GOAL:
Copy exactly, and only, the lines from the line containing "Target: interior wall" through the last line of the records below, both included.

"""

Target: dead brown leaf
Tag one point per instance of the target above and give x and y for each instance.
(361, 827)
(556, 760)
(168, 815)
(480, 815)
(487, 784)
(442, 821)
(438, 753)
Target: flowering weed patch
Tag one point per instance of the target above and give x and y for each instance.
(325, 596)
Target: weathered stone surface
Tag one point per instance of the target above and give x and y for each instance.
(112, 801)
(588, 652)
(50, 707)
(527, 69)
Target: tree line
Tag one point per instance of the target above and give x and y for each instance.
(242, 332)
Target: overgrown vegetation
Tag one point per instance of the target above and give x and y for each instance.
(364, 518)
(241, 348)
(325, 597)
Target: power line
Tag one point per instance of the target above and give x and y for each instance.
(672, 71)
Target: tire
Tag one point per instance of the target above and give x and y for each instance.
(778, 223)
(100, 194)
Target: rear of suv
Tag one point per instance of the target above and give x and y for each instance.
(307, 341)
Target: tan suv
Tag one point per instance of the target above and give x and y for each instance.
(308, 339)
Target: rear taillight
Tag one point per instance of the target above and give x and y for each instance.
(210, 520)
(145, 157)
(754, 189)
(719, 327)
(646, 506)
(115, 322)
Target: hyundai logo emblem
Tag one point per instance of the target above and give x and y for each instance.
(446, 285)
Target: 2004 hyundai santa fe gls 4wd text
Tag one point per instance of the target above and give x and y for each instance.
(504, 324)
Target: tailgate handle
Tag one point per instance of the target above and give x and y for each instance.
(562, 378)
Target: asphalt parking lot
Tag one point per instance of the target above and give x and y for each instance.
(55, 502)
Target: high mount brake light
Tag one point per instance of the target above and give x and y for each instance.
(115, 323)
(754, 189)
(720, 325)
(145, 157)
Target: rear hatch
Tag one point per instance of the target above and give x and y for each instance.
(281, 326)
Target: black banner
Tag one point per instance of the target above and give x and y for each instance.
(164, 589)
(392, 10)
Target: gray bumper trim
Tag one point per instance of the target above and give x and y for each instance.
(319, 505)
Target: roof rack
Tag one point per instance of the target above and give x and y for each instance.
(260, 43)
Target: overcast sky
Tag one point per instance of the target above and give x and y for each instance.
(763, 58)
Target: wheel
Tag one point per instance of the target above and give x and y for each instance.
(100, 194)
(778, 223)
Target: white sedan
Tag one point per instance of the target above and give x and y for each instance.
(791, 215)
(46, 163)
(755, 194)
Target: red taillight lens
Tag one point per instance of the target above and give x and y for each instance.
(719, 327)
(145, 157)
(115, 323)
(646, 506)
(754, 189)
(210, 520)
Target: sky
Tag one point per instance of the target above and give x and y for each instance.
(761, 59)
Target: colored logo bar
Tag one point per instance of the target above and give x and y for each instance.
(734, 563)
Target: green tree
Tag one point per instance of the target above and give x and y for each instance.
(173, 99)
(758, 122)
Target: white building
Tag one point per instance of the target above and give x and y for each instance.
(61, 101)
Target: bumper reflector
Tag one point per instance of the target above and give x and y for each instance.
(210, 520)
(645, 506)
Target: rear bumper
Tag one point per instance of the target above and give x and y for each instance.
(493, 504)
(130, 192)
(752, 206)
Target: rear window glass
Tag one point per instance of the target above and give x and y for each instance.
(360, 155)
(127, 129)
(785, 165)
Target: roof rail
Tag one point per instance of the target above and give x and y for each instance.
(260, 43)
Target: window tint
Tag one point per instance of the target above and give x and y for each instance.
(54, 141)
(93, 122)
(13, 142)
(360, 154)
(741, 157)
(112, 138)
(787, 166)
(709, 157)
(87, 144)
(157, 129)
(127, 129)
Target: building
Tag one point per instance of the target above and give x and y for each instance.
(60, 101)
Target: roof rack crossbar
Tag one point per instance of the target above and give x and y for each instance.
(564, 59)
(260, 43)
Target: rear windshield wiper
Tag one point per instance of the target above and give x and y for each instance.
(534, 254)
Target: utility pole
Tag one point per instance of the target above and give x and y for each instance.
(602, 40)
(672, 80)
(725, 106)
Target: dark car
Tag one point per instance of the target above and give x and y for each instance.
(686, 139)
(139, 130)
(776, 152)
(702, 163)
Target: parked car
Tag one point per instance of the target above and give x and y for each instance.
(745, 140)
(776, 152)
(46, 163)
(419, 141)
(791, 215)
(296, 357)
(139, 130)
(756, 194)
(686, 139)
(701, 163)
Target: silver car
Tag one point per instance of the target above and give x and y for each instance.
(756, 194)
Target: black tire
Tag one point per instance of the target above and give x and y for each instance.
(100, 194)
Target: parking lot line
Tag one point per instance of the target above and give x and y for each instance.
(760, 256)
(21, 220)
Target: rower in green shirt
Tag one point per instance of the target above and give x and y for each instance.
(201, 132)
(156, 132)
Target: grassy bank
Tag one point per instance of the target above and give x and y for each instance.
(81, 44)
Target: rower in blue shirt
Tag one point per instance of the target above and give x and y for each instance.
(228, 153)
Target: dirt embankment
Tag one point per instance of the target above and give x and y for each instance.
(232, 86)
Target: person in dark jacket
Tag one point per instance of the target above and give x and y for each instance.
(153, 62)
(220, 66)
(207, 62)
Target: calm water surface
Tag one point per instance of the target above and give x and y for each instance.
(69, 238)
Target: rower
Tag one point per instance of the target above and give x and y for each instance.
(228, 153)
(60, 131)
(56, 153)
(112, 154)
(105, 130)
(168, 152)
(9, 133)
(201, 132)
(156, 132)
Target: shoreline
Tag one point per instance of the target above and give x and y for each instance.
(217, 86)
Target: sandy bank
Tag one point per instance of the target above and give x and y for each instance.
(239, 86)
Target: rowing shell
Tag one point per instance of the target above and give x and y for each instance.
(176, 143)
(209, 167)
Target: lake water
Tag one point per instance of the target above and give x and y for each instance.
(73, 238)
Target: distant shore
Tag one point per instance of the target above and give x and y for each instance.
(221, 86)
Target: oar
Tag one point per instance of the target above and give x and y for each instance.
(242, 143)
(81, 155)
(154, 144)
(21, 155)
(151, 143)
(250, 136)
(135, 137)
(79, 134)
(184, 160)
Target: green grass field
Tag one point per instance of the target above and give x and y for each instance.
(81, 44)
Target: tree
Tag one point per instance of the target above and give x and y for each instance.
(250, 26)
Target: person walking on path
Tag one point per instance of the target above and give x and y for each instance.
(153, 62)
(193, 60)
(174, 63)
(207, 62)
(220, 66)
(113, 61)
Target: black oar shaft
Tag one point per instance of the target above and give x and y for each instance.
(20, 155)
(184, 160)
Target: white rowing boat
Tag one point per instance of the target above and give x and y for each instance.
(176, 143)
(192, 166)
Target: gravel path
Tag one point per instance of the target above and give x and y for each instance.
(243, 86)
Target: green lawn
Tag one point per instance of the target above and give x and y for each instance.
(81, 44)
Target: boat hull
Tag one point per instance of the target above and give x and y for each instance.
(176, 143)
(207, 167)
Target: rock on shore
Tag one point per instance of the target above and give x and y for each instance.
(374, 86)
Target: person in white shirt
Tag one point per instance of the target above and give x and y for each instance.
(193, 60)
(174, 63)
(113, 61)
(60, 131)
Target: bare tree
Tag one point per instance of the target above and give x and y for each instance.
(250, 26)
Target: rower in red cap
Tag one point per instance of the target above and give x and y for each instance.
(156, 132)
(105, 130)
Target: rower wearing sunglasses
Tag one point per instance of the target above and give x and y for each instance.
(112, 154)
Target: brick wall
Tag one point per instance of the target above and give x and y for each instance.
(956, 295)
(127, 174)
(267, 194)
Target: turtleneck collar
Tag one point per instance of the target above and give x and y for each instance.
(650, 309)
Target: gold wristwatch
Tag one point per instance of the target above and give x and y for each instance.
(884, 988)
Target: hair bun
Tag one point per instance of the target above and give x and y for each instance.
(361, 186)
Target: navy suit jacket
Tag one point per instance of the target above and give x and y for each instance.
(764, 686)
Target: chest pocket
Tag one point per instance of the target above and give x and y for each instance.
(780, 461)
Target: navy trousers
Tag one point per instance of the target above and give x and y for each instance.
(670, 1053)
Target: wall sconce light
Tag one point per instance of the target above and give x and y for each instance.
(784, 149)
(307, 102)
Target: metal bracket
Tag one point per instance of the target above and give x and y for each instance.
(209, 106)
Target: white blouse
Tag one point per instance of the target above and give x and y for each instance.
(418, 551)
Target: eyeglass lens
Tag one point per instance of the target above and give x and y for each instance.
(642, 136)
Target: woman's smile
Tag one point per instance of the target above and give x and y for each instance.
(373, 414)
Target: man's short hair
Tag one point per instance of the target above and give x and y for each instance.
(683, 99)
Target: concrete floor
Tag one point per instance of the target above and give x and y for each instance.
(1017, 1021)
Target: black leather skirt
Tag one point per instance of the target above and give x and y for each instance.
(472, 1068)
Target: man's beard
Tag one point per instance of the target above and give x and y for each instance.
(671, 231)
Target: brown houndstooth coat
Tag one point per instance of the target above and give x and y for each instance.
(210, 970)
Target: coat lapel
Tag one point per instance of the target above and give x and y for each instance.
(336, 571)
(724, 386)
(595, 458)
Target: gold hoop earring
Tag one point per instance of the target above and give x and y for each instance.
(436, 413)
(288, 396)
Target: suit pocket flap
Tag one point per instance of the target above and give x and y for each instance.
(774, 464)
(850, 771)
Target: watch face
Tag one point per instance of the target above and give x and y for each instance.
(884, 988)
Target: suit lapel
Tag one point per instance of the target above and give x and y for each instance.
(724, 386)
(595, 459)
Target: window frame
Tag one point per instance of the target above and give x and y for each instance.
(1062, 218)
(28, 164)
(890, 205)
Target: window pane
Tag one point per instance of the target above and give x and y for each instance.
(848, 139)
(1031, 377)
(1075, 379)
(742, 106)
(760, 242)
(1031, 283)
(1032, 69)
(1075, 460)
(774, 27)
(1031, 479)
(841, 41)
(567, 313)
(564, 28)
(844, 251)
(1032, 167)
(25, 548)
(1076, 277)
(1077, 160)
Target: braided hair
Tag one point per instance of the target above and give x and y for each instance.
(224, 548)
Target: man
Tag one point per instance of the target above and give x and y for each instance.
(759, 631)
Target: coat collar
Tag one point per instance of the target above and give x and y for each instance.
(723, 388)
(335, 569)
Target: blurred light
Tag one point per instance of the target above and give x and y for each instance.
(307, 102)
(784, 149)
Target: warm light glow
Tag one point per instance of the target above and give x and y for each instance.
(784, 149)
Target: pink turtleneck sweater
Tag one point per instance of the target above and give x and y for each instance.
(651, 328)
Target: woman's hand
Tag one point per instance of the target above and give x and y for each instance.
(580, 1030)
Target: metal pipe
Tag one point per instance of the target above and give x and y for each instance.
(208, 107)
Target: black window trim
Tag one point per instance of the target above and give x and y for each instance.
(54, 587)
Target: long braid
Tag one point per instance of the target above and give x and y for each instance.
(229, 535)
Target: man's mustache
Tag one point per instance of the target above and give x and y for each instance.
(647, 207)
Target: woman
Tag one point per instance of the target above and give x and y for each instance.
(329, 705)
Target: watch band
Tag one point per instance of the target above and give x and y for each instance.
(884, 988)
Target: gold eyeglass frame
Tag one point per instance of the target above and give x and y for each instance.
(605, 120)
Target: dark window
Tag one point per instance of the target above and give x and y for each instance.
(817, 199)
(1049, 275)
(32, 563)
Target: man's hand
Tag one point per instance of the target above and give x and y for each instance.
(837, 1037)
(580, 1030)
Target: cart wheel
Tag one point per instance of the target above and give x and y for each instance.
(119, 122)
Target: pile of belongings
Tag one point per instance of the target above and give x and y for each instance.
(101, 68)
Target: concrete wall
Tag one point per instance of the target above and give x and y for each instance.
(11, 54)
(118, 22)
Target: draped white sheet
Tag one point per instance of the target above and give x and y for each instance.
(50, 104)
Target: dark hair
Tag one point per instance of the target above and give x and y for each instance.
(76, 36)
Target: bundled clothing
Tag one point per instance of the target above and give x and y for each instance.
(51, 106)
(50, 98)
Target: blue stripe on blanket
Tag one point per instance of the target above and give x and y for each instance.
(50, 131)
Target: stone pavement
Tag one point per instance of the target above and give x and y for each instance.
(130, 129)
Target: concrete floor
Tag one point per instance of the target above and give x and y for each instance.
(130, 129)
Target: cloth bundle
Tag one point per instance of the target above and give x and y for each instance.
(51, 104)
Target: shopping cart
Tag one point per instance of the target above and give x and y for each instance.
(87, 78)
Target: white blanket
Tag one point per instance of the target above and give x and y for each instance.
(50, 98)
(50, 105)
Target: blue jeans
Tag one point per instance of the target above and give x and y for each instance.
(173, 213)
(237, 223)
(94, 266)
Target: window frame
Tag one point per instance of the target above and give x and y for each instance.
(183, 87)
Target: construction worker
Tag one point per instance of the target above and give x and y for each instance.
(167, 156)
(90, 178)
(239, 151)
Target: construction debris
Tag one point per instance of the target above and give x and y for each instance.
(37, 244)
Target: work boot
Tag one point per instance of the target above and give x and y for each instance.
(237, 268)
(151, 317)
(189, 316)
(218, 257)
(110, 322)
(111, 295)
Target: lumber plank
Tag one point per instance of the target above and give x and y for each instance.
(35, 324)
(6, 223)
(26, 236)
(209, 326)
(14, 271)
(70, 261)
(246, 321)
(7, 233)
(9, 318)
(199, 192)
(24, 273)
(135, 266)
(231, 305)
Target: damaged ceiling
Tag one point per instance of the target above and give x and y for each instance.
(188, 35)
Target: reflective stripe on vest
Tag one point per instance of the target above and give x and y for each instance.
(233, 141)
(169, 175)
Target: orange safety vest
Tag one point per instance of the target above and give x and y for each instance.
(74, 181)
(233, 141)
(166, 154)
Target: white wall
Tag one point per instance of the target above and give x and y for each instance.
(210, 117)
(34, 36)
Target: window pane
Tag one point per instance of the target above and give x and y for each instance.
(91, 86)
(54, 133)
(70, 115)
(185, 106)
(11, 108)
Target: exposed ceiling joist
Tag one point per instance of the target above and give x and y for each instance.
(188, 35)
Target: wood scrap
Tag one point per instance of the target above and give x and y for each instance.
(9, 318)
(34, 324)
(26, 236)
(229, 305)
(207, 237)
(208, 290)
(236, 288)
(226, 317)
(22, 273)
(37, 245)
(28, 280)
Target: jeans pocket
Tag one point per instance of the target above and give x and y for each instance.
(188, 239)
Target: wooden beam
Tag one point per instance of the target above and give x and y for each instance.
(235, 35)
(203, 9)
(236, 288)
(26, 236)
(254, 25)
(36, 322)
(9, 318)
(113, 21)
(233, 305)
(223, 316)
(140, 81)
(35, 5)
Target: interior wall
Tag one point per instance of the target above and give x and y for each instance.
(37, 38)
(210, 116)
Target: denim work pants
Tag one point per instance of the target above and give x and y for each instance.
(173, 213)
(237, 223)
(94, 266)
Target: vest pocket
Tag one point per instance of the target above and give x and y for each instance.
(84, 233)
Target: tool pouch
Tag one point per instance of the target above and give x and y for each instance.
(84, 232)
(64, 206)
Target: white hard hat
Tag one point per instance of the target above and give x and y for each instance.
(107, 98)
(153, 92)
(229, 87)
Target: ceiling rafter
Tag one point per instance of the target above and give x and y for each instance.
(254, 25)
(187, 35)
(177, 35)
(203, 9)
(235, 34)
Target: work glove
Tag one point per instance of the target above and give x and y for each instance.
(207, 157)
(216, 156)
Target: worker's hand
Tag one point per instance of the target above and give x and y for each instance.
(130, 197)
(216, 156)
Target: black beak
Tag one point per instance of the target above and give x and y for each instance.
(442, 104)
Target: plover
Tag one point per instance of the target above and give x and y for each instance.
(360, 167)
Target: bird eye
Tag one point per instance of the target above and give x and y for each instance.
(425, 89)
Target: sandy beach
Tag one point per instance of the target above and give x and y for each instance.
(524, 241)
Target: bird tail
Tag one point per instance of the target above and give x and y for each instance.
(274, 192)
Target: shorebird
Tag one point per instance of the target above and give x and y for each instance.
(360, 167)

"""

EXERCISE SOLUTION:
Target: interior wall
Tag one point per instance of the target above and give x and y for each instance.
(37, 38)
(210, 116)
Target: denim work pants
Tag one point per instance of the target above and give x and y for each instance.
(173, 213)
(237, 223)
(94, 266)
Target: vest pocket
Tag one point per instance of the target above and give x and y for each instance.
(84, 233)
Target: tool pouch
Tag one point per instance of the target above and give x and y for each instance.
(84, 232)
(64, 206)
Target: white hard hat
Tag one point per instance of the target above and give x and y for each instance.
(107, 98)
(153, 92)
(229, 87)
Target: ceiling rafter
Tag one point per instance of the target above and give x and y for each instance.
(254, 25)
(187, 35)
(177, 35)
(203, 9)
(235, 34)
Target: work glove
Tag one point per instance of the target above and give x and y for each instance.
(207, 157)
(216, 156)
Target: worker's hand
Tag one point per instance of the target above and give x and y for each instance.
(130, 197)
(216, 156)
Target: black beak
Tag one point per instance of the target above and give x and y for each instance.
(442, 104)
Target: plover
Tag one point per instance of the target above and give x and y for each instance.
(360, 167)
Target: bird eye
Tag one point per instance of the target above and give x and y for each instance.
(425, 89)
Target: sandy beach
Tag one point per instance of the target above and give x and y for each instance.
(524, 241)
Target: bird tail
Tag one point per instance of the target above and give x and y for each instance.
(274, 192)
Target: shorebird
Tag one point per instance of the target above and give x and y for each instance.
(360, 167)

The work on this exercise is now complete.